## Stated task
Can you transcribe every record below exactly as it appears?

§

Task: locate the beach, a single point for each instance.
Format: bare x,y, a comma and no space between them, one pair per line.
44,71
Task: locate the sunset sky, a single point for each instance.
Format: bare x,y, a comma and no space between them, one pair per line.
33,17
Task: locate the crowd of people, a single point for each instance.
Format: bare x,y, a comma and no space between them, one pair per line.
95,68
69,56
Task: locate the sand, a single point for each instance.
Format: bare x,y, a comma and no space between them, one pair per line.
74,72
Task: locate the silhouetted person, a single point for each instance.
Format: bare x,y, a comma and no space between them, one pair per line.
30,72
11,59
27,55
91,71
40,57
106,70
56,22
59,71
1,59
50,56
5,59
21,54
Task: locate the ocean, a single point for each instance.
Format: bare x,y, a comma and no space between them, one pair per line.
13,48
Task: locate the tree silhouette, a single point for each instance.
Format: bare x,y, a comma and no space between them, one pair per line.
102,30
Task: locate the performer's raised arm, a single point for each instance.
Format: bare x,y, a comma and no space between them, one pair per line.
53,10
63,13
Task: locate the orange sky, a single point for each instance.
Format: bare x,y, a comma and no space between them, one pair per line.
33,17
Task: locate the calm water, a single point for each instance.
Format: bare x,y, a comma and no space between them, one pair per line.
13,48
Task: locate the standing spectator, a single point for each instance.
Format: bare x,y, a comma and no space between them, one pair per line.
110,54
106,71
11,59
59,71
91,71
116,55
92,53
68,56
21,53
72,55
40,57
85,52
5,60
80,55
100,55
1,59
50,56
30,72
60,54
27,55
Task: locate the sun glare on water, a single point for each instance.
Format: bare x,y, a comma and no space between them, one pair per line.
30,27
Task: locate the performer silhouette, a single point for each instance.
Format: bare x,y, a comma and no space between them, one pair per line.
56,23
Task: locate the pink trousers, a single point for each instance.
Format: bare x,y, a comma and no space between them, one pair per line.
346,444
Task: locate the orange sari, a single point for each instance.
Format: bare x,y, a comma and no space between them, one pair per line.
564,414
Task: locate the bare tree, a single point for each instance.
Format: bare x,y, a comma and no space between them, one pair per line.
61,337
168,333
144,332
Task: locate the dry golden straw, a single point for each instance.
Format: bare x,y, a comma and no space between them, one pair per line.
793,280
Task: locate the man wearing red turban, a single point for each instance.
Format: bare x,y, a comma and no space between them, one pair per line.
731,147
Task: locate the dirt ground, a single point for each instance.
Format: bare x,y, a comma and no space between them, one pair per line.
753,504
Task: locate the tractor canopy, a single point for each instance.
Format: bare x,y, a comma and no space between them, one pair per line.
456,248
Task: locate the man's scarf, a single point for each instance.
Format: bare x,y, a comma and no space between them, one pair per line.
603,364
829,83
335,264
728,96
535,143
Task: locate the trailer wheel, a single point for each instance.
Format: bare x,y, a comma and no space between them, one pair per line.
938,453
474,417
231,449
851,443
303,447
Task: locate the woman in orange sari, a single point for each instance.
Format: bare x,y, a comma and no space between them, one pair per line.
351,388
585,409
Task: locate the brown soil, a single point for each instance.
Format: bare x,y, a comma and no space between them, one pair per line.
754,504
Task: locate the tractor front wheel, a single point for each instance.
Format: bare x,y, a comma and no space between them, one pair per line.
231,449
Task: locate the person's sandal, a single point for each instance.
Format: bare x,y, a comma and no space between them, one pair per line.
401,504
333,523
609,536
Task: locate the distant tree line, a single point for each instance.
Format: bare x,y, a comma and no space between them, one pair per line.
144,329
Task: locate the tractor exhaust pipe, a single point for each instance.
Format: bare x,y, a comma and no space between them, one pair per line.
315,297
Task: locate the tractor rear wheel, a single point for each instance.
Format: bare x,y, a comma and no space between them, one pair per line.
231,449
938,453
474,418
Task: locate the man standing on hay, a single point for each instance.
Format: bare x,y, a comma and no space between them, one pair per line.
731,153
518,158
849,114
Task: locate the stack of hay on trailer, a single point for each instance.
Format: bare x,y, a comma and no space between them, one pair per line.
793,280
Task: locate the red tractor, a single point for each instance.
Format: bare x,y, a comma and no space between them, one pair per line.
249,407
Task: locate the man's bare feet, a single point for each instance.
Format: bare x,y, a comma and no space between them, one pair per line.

§

## Exercise result
Task: locate the beach, a single point for each instance.
Format: bare x,y, a comma and no space between them, one pair per line.
44,71
Task: locate the sunset sky, a single point for each instance.
Format: bare x,y, a comma and no space between them, one pair per line.
33,17
Task: locate the crowd of people, a single point for each instance.
Format: bare x,y, a comma and no space between them, one pair per line.
95,68
69,56
Task: locate the sand, a single point for each instance.
Format: bare x,y, a comma and no space between them, one pair per line.
74,72
Task: locate the silhouetted person, a single point for each instance.
Format: bare x,y, a comma and no space between them, one pair per line.
30,72
11,59
27,55
91,71
40,57
106,70
56,22
59,71
1,59
50,56
5,59
21,54
Task: locate the ocean, a single point for each instance.
Format: bare x,y, a comma and no space between them, one pair per line.
13,48
Task: locate the tree silhouette, a single point for each instance.
Format: bare x,y, a comma and no space between them, one pair per line.
102,30
Task: locate the performer's raised arm, a single point for each instance.
Format: bare x,y, a comma and no space between them, one pair per line.
53,10
63,13
Task: locate the orange sky, a single point for each instance.
Format: bare x,y, a comma and no space between them, one pair per line.
33,17
Task: locate the calm water, a single point for each instance.
Format: bare x,y, a comma and no space between them, one pair per line.
13,48
Task: locate the standing spectator, a single point for each instance.
Format: bare x,y, a comma and no space between them, one pair per line.
110,54
106,71
11,59
59,71
91,71
116,55
92,53
68,56
21,53
72,55
40,57
85,52
5,60
80,55
100,55
1,59
50,56
30,72
60,54
27,55
Task: locate the sun glare on water, a single point for each instance.
Format: bare x,y, a comma and no space between them, one pair per line.
30,27
Task: locate the performer silhouette, a single point for each instance.
Format: bare x,y, a comma and no space between them, one pair per line.
56,23
Task: locate the pink trousers, a single point for each instance.
Format: bare x,y, a comma and no space between them, one pair per line.
346,444
Task: locate the orange sari, a single point for each instance.
Format: bare x,y, a comma and no space between them, one pair per line.
564,414
Task: locate the bare tree, a single point for each instance.
Format: bare x,y, a comma and no space between them, one pair per line.
61,337
168,333
144,332
Task: locate the dry golden straw, a single point for each instance.
Format: bare x,y, a comma and no space between them, one pair per line.
793,280
Task: locate the man wearing red turban, a single point for each instance.
Format: bare x,y, a comma and no space between them, one pair per line.
731,147
Task: locate the dirt ground, a single point for each instance.
Format: bare x,y, a comma and no space between them, one pair per line.
753,504
Task: locate the tractor canopy, a single point for each instance.
Format: bare x,y, a comma and no space between them, one pair per line.
456,248
Task: locate the man's scarf, a single point for each instance.
Format: bare x,y, a comma and no space between them, one pair per line.
603,364
829,83
335,264
728,96
535,143
Task: locate the trailer wheel, a single point for each instance.
Format: bare x,y, a comma and no space between them, one pair per line.
938,453
474,417
231,449
851,443
303,447
Task: locate the woman in orange sari, a single point for each instance.
Format: bare x,y, a comma and no space between them, one pair per line.
351,388
585,409
Task: locate the brown soil, a single point for each instance.
Format: bare x,y, a comma and no space between them, one pair per line.
754,504
Task: locate the tractor front wheel, a single point for each instance.
Format: bare x,y, a comma and no space between them, one pair per line.
231,449
Task: locate the person's sandal, a single point for each instance.
Format: bare x,y, a comma and no space between them, one pair per line.
401,504
333,523
609,536
Task: locate the distant tree line, a single point for each instance.
Format: bare x,y, a comma and no space between them, one pair per line.
144,329
Task: locate the tractor exhaust pipe, a single point for each instance.
Format: bare x,y, a comma and no space between them, one pair per line.
315,297
Task: locate the tractor rear wheel, a single point for each instance.
Format: bare x,y, a comma and no space between them, one pair per line.
231,449
938,453
474,418
Task: locate the man standing on hay, a single point for each instance.
Format: bare x,y, a comma and no space between them, one pair per line.
731,153
518,158
849,114
Task: locate the stack of hay on trailer, a single point for each instance.
Format: bare x,y, a comma and no space between them, one pair per line.
793,280
Task: locate the red tractor, a single point for each instance.
Format: bare x,y, a comma and no space between them, one pair per line.
249,407
Task: locate the man's bare feet, a single point for each instance.
Format: bare x,y, a comma and no space between them, one pair per line.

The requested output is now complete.